══ Supplied passage
Linear Predictors

First, we define the class of affine functions as

L_d=\left\{h_{\mathbf{w}, b}: \mathbf{w} \in \mathbb{R}^d, b \in \mathbb{R}\right\},

where

h_{\mathbf{w}, b}(\mathbf{x})=\langle\mathbf{w}, \mathbf{x}\rangle+b=\left(\sum_{i=1}^d w_i x_i\right)+b .

It will be convenient also to use the notation

L_d=\left\{\mathbf{x} \mapsto\langle\mathbf{w}, \mathbf{x}\rangle+b: \mathbf{w} \in \mathbb{R}^d, b \in \mathbb{R}\right\},

which reads as follows: $L_d$ is a set of functions, where each function is parameterized by $\mathbf{w} \in \mathbb{R}^d$ and $b \in \mathbb{R}$ , and each such function takes as input a vector $x$ and returns as output the scalar $\langle\mathbf{w}, \mathbf{x}\rangle+b$ .

It may be more convenient to incorporate $b$ , called the bias, into $\mathbf{w}$ as an extra coordinate and add an extra coordinate with a value of 1 to all $\mathbf{x} \in \mathcal{X}$ ; namely, let $\mathbf{w}^{\prime}=\left(b, w_1, w_2, \ldots w_d\right) \in \mathbb{R}^{d+1}$ and let $\mathbf{x}^{\prime}=\left(1, x_1, x_2, \ldots, x_d\right) \in\mathbb{R}^{d+1}$ . Therefore

h_{\mathbf{w}, b}(\mathbf{x})=\langle\mathbf{w}, \mathbf{x}\rangle+b=\left\langle\mathbf{w}^{\prime}, \mathbf{x}^{\prime}\right\rangle .
════
══ Raw data
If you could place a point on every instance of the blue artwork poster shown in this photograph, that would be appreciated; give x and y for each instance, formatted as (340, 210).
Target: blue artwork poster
════
> Required work
[1] In the passage on linear predictors, change "affine" to "linear" and give the span from "First, we define" to "w_i x_i\right)+b ." with that replacement made.
[2] Translate the following sentence from the passage on linear predictors into Spanish, keeping the mathematical notation unchanged: "It may be more convenient to incorporate $b$ , called the bias, into $\mathbf{w}$ as an extra coordinate and add an extra coordinate with a value of 1 to all $\mathbf{x} \in \mathcal{X}$ ; namely, let $\mathbf{w}^{\prime}=\left(b, w_1, w_2, \ldots w_d\right) \in \mathbb{R}^{d+1}$ and let $\mathbf{x}^{\prime}=\left(1, x_1, x_2, \ldots, x_d\right) \in\mathbb{R}^{d+1}$ ."
The data are not required for this work.

> Solutions by task
[1]
First, we define the class of linear functions as

L_d=\left\{h_{\mathbf{w}, b}: \mathbf{w} \in \mathbb{R}^d, b \in \mathbb{R}\right\},

where

h_{\mathbf{w}, b}(\mathbf{x})=\langle\mathbf{w}, \mathbf{x}\rangle+b=\left(\sum_{i=1}^d w_i x_i\right)+b .

[2] Puede resultar más conveniente incorporar $b$ , denominado el sesgo, en $\mathbf{w}$ como una coordenada adicional y añadir una coordenada adicional con valor 1 a todo $\mathbf{x} \in \mathcal{X}$ ; es decir, sea $\mathbf{w}^{\prime}=\left(b, w_1, w_2, \ldots w_d\right) \in \mathbb{R}^{d+1}$ y sea $\mathbf{x}^{\prime}=\left(1, x_1, x_2, \ldots, x_d\right) \in\mathbb{R}^{d+1}$ .